§ **Textauszug**:
━━━━━━━━━━
Europas Börsen im globalen Vergleich: Welche Sektoren bieten die besten Renditen?

05.02.2025 7 Min.
  • Serge Nussbaumer
    Chefredaktor

Herr Rochat, ist Europa für den zunehmenden globalen Wettbewerb um technologische Vorherrschaft gut gerüstet?

Dank strategischer Entscheidungen der Regierungen und koordinierter Investitionen ist Europa heute in einer Reihe von Technologiebereichen führend. Beispiele dafür sind die Luft- und Raumfahrt und die erneuerbaren Energien. Allerdings steht der alte Kontinent nun vor der Herausforderung des wachsenden Einflusses der USA und China in anderen Schlüsseltechnologien wie Cybersicherheit, künstliche Intelligenz und Biotechnologie. Europa verfügt über Forschungszentren, innovative Unternehmen und eine unterstützende Politik. Der Kontinent muss aber die Investitionen in Forschung und Entwicklung erhöhen, die digitale Innovation fördern und die Zusammenarbeit zwischen seinen Mitgliedstaaten verbessern.

Wie schätzen Sie die Wettbewerbsfähigkeit europäischer Unternehmen verglichen mit den USA und China ein?

Europa ist nach wie vor ein wichtiger wirtschaftlicher Akteur, aber sein Pro-Kopf-Einkommen ist 27% niedriger als das der USA. Um mit den USA und China konkurrieren zu können, muss die Wettbewerbsfähigkeit gesteigert werden. Viele europäische Politiker fordern einen Wettbewerbsschock. Um dies zu erreichen, braucht der Kontinent Zusammenhalt und die Umsetzung gemeinsamer politischer Massnahmen in allen Staaten. Eine deutliche Erhöhung der öffentlichen und privaten Ausgaben für Innovationen in Schlüsselsektoren, die Senkung der Energiekosten, die Anwerbung von Talenten, die Lockerung von Vorschriften und die Sicherung des Zugangs zu strategischen Rohstoffen sind allesamt mögliche Lösungen. Sie könnten Europa helfen, die Wettbewerbslücke zu den USA und China zu schliessen.
━━━━━━━━━━
§ **Zu bearbeiten**:
[a] Entscheide anhand des Interviews zur Wettbewerbsfähigkeit Europas, ob die Aussagen (i), (ii) und (iii) zutreffen, und belege jede Antwort mit einem wörtlichen Zitat: (i) Europa ist in der Luft- und Raumfahrt führend. (ii) Das Pro-Kopf-Einkommen Europas liegt 27 % über dem der USA. (iii) Die Senkung der Energiekosten wird als mögliche Lösung genannt.
[b] Führe das Interview zur Wettbewerbsfähigkeit Europas im Anschluss an seinen letzten Satz weiter.
Für die Bearbeitung sind die Zeilen ohne Belang.
━━━━━━━━━━
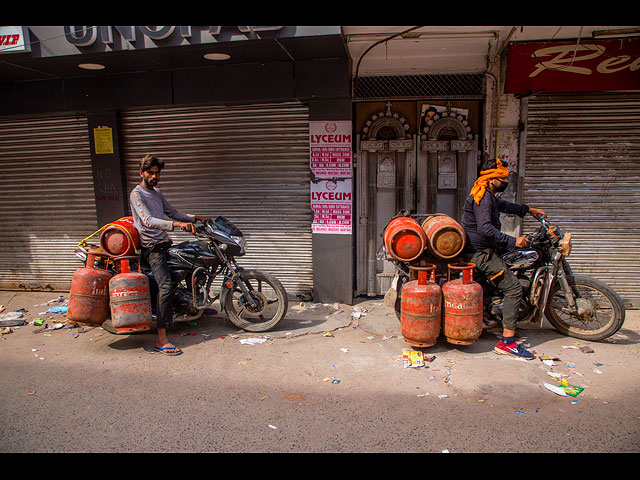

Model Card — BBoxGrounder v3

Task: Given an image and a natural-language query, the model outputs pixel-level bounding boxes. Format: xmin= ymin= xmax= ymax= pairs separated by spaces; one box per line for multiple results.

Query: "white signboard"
xmin=311 ymin=178 xmax=353 ymax=234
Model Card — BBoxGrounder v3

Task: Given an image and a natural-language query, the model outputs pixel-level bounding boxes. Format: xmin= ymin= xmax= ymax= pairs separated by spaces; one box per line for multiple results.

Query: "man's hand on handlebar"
xmin=173 ymin=221 xmax=196 ymax=233
xmin=516 ymin=237 xmax=529 ymax=248
xmin=529 ymin=207 xmax=547 ymax=220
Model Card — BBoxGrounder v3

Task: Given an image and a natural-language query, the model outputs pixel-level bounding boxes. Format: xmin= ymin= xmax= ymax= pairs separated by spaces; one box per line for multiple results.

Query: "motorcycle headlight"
xmin=558 ymin=232 xmax=571 ymax=257
xmin=231 ymin=235 xmax=245 ymax=253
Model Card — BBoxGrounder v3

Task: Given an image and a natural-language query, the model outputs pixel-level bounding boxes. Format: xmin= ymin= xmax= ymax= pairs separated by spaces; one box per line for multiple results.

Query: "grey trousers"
xmin=466 ymin=248 xmax=523 ymax=330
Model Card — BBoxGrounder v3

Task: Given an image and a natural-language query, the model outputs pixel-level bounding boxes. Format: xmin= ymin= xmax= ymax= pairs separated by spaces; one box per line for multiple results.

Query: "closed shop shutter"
xmin=121 ymin=103 xmax=313 ymax=296
xmin=0 ymin=115 xmax=98 ymax=290
xmin=523 ymin=93 xmax=640 ymax=307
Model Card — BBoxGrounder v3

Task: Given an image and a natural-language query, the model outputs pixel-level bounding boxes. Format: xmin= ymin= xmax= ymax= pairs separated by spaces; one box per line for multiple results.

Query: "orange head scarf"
xmin=469 ymin=159 xmax=509 ymax=205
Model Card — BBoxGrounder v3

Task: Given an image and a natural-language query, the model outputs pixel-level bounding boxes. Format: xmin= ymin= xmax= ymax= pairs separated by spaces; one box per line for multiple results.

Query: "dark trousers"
xmin=466 ymin=248 xmax=523 ymax=330
xmin=140 ymin=242 xmax=173 ymax=328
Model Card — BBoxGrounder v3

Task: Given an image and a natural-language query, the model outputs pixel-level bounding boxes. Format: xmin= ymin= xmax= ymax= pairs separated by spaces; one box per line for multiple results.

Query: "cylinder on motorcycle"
xmin=67 ymin=251 xmax=112 ymax=326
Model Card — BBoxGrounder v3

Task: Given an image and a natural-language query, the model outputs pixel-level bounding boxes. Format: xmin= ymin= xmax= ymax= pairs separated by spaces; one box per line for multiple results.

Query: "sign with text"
xmin=0 ymin=26 xmax=31 ymax=53
xmin=505 ymin=38 xmax=640 ymax=93
xmin=309 ymin=120 xmax=352 ymax=178
xmin=311 ymin=179 xmax=353 ymax=234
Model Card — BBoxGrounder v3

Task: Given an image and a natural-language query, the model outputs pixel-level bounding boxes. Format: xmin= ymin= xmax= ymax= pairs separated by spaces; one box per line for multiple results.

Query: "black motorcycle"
xmin=389 ymin=215 xmax=625 ymax=341
xmin=76 ymin=217 xmax=288 ymax=332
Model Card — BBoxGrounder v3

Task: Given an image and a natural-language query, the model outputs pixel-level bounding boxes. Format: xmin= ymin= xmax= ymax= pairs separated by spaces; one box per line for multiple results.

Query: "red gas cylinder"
xmin=400 ymin=265 xmax=442 ymax=347
xmin=442 ymin=263 xmax=482 ymax=345
xmin=421 ymin=213 xmax=466 ymax=260
xmin=67 ymin=251 xmax=112 ymax=326
xmin=100 ymin=217 xmax=140 ymax=257
xmin=384 ymin=217 xmax=427 ymax=262
xmin=109 ymin=257 xmax=151 ymax=334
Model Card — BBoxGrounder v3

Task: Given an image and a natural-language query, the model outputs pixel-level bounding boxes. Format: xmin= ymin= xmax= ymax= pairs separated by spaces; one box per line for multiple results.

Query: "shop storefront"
xmin=0 ymin=27 xmax=352 ymax=302
xmin=505 ymin=38 xmax=640 ymax=307
xmin=354 ymin=74 xmax=485 ymax=296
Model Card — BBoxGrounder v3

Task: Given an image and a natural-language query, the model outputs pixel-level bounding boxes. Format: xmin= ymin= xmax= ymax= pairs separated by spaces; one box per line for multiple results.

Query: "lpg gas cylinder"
xmin=384 ymin=217 xmax=427 ymax=262
xmin=106 ymin=257 xmax=151 ymax=334
xmin=421 ymin=213 xmax=466 ymax=260
xmin=442 ymin=263 xmax=482 ymax=345
xmin=100 ymin=217 xmax=140 ymax=257
xmin=67 ymin=251 xmax=112 ymax=326
xmin=400 ymin=265 xmax=442 ymax=347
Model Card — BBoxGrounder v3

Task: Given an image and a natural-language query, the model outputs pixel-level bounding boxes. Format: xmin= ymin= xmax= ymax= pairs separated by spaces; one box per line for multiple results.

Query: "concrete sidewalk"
xmin=0 ymin=290 xmax=640 ymax=338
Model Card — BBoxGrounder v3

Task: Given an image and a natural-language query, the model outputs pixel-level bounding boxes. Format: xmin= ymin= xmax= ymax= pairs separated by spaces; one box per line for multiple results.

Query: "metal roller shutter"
xmin=523 ymin=93 xmax=640 ymax=307
xmin=121 ymin=103 xmax=313 ymax=296
xmin=0 ymin=115 xmax=98 ymax=291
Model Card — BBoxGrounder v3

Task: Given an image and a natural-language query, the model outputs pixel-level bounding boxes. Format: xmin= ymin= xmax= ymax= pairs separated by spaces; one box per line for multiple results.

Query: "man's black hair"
xmin=140 ymin=155 xmax=164 ymax=172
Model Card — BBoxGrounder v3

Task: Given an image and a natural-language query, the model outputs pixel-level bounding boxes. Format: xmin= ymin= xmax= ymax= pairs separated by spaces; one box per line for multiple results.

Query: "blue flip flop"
xmin=153 ymin=344 xmax=182 ymax=356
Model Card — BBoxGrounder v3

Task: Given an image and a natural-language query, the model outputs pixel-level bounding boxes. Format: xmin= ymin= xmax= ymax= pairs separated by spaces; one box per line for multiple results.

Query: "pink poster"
xmin=309 ymin=120 xmax=353 ymax=234
xmin=311 ymin=178 xmax=353 ymax=234
xmin=309 ymin=121 xmax=351 ymax=178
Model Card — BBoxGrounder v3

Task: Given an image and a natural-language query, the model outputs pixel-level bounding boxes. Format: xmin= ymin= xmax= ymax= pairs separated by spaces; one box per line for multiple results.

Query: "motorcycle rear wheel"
xmin=545 ymin=275 xmax=625 ymax=341
xmin=224 ymin=270 xmax=288 ymax=332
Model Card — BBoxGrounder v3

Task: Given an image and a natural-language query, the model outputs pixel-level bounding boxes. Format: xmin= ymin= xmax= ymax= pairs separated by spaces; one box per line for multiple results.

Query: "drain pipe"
xmin=494 ymin=27 xmax=517 ymax=158
xmin=351 ymin=25 xmax=424 ymax=98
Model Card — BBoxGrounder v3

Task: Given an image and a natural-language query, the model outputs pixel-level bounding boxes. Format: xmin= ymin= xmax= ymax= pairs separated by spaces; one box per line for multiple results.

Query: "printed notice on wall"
xmin=309 ymin=120 xmax=351 ymax=178
xmin=93 ymin=127 xmax=113 ymax=154
xmin=309 ymin=120 xmax=353 ymax=234
xmin=311 ymin=178 xmax=352 ymax=234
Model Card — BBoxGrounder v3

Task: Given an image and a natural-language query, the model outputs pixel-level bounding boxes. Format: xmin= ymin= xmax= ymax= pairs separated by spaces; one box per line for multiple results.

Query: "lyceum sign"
xmin=505 ymin=38 xmax=640 ymax=93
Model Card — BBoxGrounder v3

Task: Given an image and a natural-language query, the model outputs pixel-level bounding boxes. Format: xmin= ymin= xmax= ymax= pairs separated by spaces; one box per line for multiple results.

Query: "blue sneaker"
xmin=493 ymin=339 xmax=536 ymax=360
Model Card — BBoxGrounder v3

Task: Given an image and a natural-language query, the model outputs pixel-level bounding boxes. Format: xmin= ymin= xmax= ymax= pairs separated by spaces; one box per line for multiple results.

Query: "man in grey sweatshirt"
xmin=129 ymin=155 xmax=210 ymax=355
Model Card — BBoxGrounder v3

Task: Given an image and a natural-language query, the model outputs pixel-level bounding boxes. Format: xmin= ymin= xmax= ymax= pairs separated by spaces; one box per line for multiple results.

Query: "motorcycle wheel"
xmin=224 ymin=270 xmax=288 ymax=332
xmin=545 ymin=275 xmax=625 ymax=341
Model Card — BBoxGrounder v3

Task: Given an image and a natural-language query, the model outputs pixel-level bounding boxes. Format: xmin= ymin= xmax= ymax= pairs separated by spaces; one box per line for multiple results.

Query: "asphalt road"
xmin=0 ymin=292 xmax=640 ymax=453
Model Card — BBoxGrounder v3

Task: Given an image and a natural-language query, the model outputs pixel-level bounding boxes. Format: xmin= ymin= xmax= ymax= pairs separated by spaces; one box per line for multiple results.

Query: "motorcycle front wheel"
xmin=224 ymin=270 xmax=288 ymax=332
xmin=545 ymin=275 xmax=625 ymax=341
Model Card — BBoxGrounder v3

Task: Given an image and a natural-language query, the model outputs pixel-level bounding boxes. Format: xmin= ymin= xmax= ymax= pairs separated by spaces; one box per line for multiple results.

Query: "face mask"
xmin=494 ymin=180 xmax=509 ymax=192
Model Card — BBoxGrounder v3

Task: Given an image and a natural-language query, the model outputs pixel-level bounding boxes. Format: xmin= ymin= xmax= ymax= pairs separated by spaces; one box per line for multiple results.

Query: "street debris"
xmin=402 ymin=348 xmax=424 ymax=368
xmin=240 ymin=337 xmax=271 ymax=345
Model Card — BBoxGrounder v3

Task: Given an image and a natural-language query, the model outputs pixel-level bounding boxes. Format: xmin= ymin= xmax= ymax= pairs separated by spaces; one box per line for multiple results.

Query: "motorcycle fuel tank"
xmin=502 ymin=249 xmax=540 ymax=270
xmin=169 ymin=241 xmax=218 ymax=268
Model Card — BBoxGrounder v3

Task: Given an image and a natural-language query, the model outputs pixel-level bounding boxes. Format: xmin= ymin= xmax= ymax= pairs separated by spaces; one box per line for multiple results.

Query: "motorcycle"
xmin=387 ymin=215 xmax=625 ymax=341
xmin=76 ymin=216 xmax=288 ymax=332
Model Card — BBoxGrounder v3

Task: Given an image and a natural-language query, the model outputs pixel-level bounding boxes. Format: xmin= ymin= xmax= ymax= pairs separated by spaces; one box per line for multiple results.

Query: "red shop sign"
xmin=505 ymin=38 xmax=640 ymax=93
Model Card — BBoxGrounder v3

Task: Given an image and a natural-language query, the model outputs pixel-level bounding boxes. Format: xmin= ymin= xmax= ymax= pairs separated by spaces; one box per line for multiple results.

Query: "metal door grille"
xmin=353 ymin=74 xmax=484 ymax=101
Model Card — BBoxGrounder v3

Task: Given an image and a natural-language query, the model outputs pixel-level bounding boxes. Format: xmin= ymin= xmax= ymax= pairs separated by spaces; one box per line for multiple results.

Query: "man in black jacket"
xmin=461 ymin=159 xmax=546 ymax=360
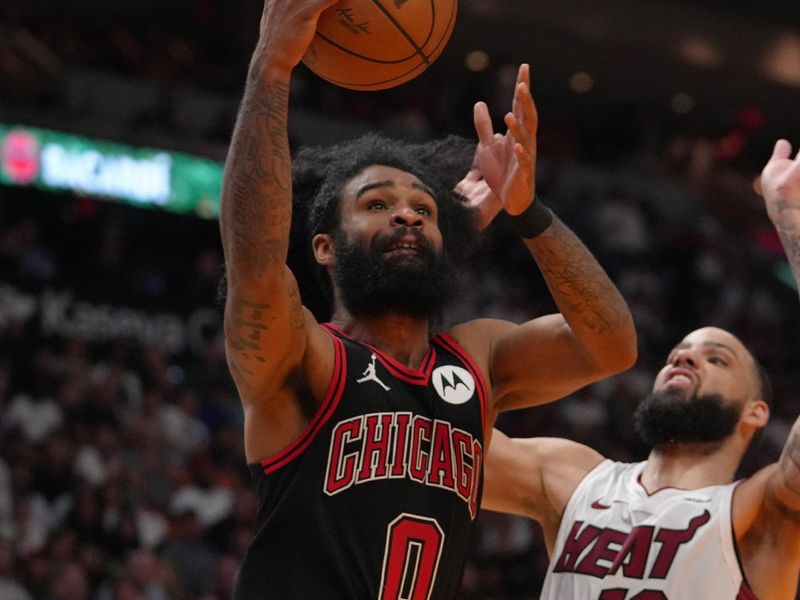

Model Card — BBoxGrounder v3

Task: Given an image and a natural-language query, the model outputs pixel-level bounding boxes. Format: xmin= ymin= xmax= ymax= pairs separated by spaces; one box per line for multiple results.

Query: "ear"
xmin=311 ymin=233 xmax=336 ymax=267
xmin=741 ymin=399 xmax=769 ymax=429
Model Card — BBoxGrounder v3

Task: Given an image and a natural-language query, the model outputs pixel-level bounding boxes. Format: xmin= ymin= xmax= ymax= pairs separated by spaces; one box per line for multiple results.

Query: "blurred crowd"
xmin=0 ymin=0 xmax=800 ymax=600
xmin=0 ymin=124 xmax=800 ymax=600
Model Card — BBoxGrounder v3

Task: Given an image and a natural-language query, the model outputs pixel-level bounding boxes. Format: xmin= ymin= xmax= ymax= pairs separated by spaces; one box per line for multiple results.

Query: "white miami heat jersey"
xmin=541 ymin=460 xmax=755 ymax=600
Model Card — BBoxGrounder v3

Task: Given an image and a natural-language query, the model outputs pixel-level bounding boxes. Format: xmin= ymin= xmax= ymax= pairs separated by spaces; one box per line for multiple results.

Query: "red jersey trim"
xmin=322 ymin=323 xmax=436 ymax=385
xmin=433 ymin=333 xmax=489 ymax=436
xmin=260 ymin=332 xmax=347 ymax=475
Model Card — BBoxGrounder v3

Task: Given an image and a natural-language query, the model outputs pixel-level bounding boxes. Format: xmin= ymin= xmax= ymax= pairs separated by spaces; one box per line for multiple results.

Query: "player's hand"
xmin=256 ymin=0 xmax=337 ymax=73
xmin=455 ymin=154 xmax=503 ymax=231
xmin=474 ymin=64 xmax=539 ymax=215
xmin=760 ymin=140 xmax=800 ymax=223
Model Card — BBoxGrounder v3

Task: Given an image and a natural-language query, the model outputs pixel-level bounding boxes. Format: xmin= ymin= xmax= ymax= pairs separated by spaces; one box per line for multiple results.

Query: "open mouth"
xmin=664 ymin=369 xmax=694 ymax=387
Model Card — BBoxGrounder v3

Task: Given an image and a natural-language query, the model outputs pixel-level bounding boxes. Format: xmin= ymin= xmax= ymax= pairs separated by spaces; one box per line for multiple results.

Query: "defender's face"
xmin=340 ymin=165 xmax=442 ymax=262
xmin=653 ymin=327 xmax=756 ymax=408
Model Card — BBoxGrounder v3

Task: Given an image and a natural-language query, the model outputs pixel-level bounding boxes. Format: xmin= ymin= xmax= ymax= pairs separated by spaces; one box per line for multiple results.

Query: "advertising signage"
xmin=0 ymin=123 xmax=222 ymax=219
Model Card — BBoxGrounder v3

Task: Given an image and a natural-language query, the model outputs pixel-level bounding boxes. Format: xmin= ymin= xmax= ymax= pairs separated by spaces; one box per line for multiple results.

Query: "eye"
xmin=367 ymin=199 xmax=386 ymax=210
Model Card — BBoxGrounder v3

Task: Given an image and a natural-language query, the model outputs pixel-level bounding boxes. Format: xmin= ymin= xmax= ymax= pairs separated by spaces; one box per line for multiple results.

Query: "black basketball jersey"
xmin=234 ymin=324 xmax=487 ymax=600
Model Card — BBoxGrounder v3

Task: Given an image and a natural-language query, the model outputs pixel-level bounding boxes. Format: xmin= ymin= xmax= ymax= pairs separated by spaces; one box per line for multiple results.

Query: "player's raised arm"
xmin=733 ymin=140 xmax=800 ymax=598
xmin=220 ymin=0 xmax=333 ymax=459
xmin=462 ymin=65 xmax=636 ymax=410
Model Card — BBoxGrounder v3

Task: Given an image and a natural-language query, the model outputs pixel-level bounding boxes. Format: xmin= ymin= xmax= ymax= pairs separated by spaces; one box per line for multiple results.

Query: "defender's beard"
xmin=634 ymin=390 xmax=742 ymax=448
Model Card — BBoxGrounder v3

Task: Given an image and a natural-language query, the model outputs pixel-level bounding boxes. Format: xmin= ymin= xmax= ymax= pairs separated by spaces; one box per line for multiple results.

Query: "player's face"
xmin=334 ymin=166 xmax=455 ymax=318
xmin=340 ymin=165 xmax=442 ymax=262
xmin=653 ymin=327 xmax=755 ymax=399
xmin=635 ymin=327 xmax=756 ymax=447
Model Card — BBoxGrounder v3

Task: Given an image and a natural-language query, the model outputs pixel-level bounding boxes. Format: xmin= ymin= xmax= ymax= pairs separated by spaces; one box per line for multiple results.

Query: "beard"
xmin=634 ymin=390 xmax=742 ymax=448
xmin=333 ymin=227 xmax=456 ymax=319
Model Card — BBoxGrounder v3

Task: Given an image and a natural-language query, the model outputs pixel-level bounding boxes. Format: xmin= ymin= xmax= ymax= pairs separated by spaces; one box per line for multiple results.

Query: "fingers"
xmin=770 ymin=139 xmax=800 ymax=160
xmin=472 ymin=102 xmax=494 ymax=144
xmin=753 ymin=175 xmax=764 ymax=198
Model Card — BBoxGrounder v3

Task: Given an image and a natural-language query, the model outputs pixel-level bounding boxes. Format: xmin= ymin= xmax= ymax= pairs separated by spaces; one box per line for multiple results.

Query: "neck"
xmin=331 ymin=308 xmax=430 ymax=369
xmin=641 ymin=438 xmax=741 ymax=494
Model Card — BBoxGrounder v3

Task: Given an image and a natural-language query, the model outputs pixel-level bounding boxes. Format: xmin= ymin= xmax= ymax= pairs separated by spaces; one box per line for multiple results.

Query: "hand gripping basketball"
xmin=303 ymin=0 xmax=457 ymax=90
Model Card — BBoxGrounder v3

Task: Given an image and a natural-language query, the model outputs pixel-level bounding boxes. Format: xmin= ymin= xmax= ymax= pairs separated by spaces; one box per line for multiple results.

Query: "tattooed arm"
xmin=733 ymin=140 xmax=800 ymax=600
xmin=220 ymin=0 xmax=334 ymax=461
xmin=453 ymin=65 xmax=636 ymax=411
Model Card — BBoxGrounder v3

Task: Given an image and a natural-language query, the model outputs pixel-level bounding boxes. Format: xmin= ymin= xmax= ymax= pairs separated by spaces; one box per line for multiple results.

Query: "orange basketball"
xmin=303 ymin=0 xmax=458 ymax=90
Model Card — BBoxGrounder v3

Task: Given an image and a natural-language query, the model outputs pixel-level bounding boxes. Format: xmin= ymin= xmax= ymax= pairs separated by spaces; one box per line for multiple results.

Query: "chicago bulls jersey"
xmin=234 ymin=324 xmax=487 ymax=600
xmin=541 ymin=460 xmax=755 ymax=600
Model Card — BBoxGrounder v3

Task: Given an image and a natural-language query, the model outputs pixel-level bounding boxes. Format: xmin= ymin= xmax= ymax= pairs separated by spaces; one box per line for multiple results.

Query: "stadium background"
xmin=0 ymin=0 xmax=800 ymax=600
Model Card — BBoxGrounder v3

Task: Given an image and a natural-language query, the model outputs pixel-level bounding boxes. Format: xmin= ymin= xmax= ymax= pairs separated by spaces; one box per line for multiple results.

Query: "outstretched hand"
xmin=468 ymin=64 xmax=539 ymax=215
xmin=760 ymin=140 xmax=800 ymax=224
xmin=260 ymin=0 xmax=336 ymax=72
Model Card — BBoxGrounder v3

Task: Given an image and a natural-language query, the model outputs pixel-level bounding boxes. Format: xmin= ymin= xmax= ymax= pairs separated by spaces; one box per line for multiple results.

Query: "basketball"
xmin=303 ymin=0 xmax=458 ymax=90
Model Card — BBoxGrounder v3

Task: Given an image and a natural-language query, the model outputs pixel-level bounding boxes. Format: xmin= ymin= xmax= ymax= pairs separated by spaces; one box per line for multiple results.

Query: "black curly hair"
xmin=288 ymin=133 xmax=477 ymax=320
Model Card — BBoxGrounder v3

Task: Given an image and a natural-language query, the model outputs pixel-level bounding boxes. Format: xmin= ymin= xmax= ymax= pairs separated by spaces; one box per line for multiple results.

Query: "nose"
xmin=672 ymin=348 xmax=697 ymax=367
xmin=392 ymin=206 xmax=423 ymax=227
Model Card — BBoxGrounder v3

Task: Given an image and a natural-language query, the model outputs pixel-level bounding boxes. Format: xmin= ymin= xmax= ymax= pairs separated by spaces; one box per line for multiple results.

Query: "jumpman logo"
xmin=356 ymin=354 xmax=390 ymax=392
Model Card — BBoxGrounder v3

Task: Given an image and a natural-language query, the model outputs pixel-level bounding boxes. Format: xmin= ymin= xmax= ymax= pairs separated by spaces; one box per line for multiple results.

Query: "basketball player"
━━━━━━━━━━
§ **Die Ergebnisse**:
[a]
(i) Ja: „Beispiele dafür sind die Luft- und Raumfahrt und die erneuerbaren Energien.“
(ii) Nein: „sein Pro-Kopf-Einkommen ist 27% niedriger als das der USA“
(iii) Ja: „die Senkung der Energiekosten“

[b]
Inwiefern gefährdet die Abhängigkeit Europas von Energieimporten (z. B. Gas aus Russland oder Seltene Erden aus China) seine strategische Unabhängigkeit?

Die begrenzte Energieautarkie Europas ist eine kritische Schwachstelle des Kontinents. Obwohl es seine Gasimporte aus Russland nach dem Ausbruch des Konflikts mit der Ukraine von 40% auf 8% reduziert hat, hat es dies weitgehend durch eine Erhöhung der Importe aus den USA kompensiert. Diese Abhängigkeit schwächt Europa sowohl geopolitisch (in Bezug auf die Lieferketten) als auch wirtschaftlich (aufgrund von Preisschwankungen). Um dem entgegenzuwirken, hat Europa keine andere Wahl, als seine Energiequellen zu diversifizieren, in erneuerbare Energien zu investieren und lokale Alternativen zu entwickeln. Technologische Innovationen in diesem Bereich sind ebenfalls von entscheidender Bedeutung, um die heimische Produktion anzukurbeln.

Wie beurteilen Sie die aktuelle Performance des europäischen Aktienmarktes im Vergleich zu den USA und Asien?

Der US-Börse hat sich in den letzten zwei Jahren besser entwickelt als der europäische Aktienmarkt, was vor allem auf das starke Wachstum im Technologiesektor der «Magnificent 7» zurückzuführen ist. Wenn wir jedoch einen genaueren Blick darauf werfen und die Performance der «Magnificent 7» ausklammern, ergibt sich ein ganz anderes Bild. 2023 liegt der S&P 500 ohne die «Magnificent 7» um 4.1% höher, während der Stoxx 600 Index um 12.7% und der MSCI Asia Pacific um 8.5% zulegen. Ein ähnlicher Trend ist für 2024 (ohne die «Magnificent 7») zu beobachten, mit nahezu identischen Ergebnissen. Es stimmt zwar, dass sich der US-Markt über die Jahre gut entwickelt hat, aber die Verzerrung durch den US-Tech-Sektor mahnt zur Vorsicht!

Welche Branchen treiben derzeit die Kursentwicklung an den europäischen Börsen?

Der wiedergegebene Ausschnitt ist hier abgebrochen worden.